Short problem:
Select every line in the rows below that contains the word "headlamp", and copy each of those lines.

Entries provided:
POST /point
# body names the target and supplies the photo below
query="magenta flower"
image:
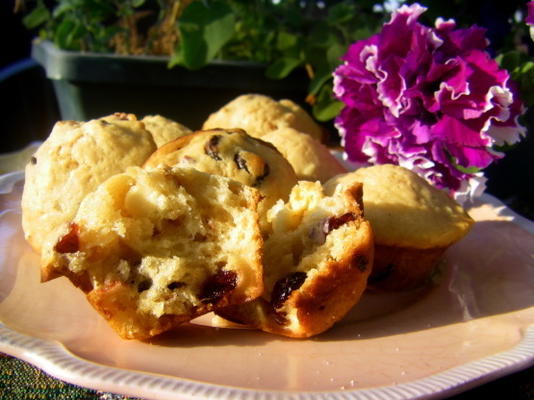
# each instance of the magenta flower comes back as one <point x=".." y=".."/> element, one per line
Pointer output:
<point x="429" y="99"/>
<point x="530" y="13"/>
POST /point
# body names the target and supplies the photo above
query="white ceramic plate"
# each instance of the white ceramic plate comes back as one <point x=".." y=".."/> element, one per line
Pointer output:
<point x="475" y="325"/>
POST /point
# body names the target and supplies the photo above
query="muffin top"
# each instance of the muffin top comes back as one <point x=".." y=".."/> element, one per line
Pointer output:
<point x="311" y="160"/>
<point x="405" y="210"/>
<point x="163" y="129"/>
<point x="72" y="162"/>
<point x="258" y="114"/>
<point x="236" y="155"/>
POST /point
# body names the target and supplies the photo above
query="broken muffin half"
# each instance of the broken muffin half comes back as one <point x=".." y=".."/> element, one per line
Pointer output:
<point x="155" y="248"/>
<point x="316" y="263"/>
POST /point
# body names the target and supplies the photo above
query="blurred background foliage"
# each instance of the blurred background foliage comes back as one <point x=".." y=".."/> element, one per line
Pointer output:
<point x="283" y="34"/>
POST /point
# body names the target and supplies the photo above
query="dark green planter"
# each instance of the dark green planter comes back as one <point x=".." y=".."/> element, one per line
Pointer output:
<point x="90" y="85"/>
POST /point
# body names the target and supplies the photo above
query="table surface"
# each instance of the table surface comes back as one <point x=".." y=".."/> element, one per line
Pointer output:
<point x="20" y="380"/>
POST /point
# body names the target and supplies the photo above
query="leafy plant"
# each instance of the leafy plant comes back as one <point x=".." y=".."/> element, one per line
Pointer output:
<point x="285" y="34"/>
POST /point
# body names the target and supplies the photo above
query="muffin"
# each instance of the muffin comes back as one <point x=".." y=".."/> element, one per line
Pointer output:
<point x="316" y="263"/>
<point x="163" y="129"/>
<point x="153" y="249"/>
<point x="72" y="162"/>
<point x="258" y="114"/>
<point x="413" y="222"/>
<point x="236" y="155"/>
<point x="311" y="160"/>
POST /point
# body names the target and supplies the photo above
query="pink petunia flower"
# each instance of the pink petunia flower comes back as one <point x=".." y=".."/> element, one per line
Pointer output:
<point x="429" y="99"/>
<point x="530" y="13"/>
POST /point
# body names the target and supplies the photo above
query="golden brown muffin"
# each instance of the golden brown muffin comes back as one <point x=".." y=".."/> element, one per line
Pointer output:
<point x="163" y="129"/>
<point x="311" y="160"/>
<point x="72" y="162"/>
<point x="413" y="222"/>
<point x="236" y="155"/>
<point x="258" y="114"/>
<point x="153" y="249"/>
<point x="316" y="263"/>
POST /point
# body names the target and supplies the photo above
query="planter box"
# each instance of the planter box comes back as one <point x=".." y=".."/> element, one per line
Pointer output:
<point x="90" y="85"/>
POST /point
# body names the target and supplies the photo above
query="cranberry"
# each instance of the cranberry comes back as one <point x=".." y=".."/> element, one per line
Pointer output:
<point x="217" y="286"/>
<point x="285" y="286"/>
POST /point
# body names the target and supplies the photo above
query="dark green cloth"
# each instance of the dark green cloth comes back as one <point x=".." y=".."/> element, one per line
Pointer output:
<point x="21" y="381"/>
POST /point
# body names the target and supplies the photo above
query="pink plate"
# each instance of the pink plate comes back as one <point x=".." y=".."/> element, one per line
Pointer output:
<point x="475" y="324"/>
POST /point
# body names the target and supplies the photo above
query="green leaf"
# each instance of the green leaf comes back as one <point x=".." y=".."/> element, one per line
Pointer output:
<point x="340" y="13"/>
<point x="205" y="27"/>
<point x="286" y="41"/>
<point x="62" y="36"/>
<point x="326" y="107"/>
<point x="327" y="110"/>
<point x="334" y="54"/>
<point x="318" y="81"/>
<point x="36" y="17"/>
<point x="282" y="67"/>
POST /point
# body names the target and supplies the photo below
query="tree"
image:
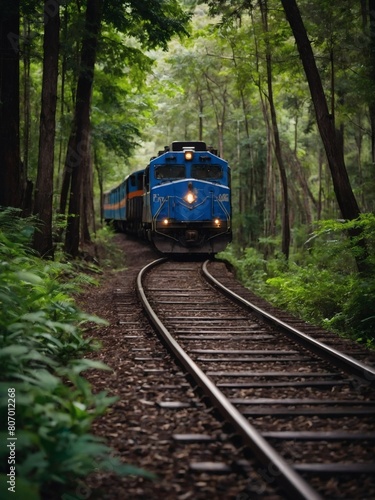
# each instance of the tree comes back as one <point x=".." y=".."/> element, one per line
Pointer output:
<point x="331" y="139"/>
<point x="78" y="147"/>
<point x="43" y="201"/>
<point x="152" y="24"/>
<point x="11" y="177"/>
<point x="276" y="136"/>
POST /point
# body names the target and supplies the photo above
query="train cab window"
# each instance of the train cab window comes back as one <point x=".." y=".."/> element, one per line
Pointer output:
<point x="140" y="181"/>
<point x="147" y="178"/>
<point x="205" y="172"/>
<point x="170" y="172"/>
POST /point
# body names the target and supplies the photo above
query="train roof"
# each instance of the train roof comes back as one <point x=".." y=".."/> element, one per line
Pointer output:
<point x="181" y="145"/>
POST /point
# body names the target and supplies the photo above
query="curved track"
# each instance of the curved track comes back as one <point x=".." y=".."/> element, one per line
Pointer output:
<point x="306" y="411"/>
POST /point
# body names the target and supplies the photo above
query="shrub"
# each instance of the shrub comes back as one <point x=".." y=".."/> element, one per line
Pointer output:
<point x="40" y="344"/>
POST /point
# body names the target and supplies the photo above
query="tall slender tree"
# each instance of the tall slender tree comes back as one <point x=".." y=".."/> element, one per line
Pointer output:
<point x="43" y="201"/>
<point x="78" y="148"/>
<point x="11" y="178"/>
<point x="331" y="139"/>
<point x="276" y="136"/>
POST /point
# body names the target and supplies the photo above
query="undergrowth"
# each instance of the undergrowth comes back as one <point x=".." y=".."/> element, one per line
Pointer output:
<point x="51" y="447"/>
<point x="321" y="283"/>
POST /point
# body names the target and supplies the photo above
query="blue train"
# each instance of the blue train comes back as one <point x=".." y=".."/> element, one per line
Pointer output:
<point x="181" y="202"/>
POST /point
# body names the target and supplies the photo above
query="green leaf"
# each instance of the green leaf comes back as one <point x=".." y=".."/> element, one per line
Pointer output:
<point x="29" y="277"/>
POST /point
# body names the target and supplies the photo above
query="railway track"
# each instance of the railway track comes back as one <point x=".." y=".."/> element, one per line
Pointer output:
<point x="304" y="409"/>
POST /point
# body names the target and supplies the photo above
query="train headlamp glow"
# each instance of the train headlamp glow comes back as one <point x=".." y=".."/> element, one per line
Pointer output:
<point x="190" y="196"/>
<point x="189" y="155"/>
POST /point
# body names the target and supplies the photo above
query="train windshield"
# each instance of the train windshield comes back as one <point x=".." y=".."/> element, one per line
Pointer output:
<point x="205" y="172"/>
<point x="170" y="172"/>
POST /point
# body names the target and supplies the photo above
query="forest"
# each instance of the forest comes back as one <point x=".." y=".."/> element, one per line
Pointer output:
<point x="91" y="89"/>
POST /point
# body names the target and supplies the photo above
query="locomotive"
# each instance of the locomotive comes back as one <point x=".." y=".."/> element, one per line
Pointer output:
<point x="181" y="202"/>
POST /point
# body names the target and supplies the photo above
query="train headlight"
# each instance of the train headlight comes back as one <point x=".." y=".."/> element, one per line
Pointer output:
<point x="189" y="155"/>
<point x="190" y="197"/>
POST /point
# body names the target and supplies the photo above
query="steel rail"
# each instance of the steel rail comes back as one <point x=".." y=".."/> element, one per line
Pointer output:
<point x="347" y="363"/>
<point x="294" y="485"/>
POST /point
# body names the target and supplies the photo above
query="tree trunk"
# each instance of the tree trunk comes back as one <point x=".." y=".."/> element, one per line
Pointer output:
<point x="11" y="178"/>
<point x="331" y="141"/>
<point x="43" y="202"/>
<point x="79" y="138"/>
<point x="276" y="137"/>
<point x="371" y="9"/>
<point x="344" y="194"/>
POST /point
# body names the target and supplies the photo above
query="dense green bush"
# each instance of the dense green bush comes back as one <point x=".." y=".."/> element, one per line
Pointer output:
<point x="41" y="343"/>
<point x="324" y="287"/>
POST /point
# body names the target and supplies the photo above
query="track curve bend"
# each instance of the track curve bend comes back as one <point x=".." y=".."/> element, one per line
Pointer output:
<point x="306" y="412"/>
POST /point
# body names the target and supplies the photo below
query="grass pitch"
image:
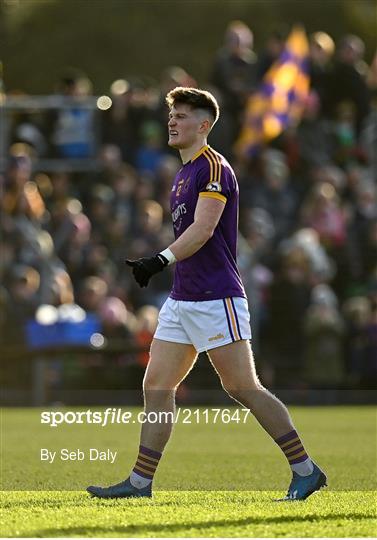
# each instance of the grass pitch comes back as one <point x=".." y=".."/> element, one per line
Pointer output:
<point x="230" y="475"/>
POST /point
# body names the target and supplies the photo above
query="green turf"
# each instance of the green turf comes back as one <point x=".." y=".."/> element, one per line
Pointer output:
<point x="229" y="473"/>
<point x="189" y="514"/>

* * *

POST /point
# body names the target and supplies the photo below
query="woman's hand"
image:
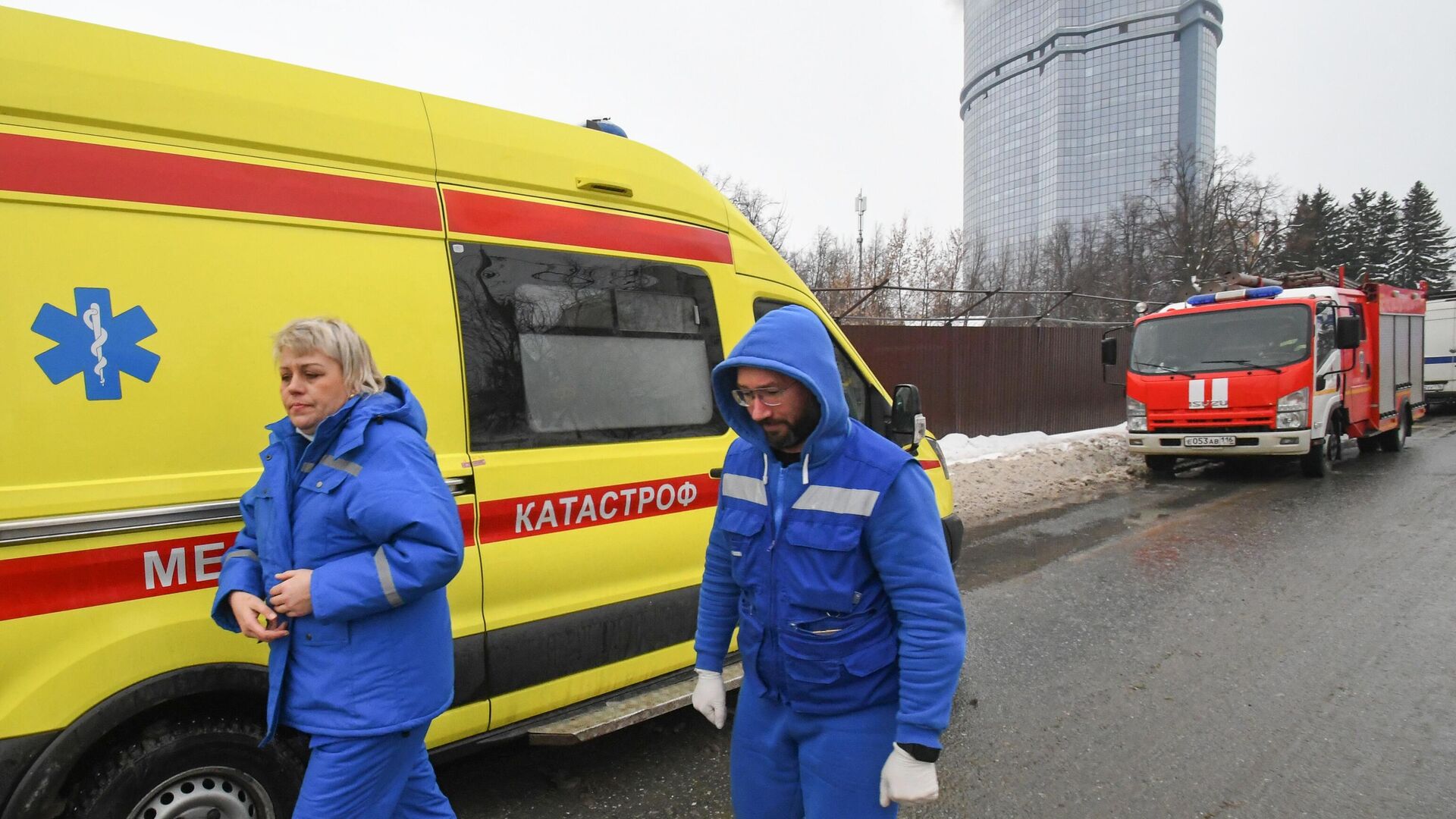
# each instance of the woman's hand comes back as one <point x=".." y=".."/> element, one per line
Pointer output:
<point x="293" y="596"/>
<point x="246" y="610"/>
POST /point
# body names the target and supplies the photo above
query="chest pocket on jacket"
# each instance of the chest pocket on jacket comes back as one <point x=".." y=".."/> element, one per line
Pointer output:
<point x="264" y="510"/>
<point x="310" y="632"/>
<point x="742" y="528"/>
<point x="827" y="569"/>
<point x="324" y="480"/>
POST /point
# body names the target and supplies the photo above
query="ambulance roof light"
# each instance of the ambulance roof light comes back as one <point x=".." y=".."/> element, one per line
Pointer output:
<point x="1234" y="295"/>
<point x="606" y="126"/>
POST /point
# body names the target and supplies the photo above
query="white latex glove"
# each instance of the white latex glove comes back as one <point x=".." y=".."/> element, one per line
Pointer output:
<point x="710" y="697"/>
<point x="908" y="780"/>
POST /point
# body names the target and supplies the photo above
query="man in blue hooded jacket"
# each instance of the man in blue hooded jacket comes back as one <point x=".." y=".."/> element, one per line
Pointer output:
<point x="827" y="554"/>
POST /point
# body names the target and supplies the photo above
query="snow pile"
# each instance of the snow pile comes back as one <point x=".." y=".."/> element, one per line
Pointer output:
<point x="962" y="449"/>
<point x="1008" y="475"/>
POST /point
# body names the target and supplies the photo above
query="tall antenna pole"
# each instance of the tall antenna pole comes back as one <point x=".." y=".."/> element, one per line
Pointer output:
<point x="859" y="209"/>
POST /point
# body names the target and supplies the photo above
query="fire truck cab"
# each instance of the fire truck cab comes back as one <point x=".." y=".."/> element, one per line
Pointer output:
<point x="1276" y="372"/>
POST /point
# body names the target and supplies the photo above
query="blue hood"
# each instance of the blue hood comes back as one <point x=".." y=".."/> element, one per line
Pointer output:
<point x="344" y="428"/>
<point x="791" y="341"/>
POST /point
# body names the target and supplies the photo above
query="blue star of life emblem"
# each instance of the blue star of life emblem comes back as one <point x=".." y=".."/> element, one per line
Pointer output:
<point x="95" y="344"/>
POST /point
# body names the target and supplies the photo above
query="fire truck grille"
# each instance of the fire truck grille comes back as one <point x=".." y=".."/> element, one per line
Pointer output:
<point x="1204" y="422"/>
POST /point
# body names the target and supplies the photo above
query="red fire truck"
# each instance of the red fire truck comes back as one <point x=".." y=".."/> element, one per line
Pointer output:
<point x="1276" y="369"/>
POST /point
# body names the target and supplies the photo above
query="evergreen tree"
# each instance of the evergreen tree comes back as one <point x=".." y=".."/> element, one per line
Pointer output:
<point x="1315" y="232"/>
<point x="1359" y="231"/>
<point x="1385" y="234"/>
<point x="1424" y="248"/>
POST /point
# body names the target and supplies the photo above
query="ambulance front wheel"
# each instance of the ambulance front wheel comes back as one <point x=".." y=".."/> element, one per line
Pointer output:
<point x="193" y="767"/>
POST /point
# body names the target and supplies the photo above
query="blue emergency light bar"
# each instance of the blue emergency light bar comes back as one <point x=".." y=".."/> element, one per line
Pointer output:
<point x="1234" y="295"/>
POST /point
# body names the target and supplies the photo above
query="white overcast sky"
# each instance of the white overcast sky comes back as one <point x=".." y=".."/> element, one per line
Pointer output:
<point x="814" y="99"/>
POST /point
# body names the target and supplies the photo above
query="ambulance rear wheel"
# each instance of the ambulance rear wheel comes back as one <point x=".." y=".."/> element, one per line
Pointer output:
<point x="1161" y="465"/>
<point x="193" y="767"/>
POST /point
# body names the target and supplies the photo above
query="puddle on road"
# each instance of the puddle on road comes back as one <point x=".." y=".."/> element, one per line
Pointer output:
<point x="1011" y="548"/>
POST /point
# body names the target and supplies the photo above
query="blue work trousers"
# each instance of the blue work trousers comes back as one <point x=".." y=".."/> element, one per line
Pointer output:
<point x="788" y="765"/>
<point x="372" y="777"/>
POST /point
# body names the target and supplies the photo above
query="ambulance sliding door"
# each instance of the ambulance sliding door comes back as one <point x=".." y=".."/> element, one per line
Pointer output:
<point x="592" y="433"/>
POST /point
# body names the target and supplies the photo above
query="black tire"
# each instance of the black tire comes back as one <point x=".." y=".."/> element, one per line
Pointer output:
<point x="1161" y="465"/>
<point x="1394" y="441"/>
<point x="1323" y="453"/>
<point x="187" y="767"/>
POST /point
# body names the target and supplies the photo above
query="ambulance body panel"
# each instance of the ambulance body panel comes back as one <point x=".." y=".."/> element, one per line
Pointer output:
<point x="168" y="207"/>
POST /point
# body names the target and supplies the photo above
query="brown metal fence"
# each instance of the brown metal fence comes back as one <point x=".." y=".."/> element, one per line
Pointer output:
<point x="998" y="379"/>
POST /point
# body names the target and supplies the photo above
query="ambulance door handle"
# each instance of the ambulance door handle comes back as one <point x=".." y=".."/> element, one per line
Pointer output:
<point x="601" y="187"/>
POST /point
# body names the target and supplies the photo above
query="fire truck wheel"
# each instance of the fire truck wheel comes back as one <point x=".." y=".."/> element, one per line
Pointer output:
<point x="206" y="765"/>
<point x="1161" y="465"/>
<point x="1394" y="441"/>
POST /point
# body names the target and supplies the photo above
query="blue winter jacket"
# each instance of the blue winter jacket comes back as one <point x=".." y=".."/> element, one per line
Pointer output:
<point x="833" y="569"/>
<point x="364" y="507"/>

Complete response:
query="train headlamp glow"
# each instance of the train headlamp glow comes back as one <point x=".." y=".."/> element, one per line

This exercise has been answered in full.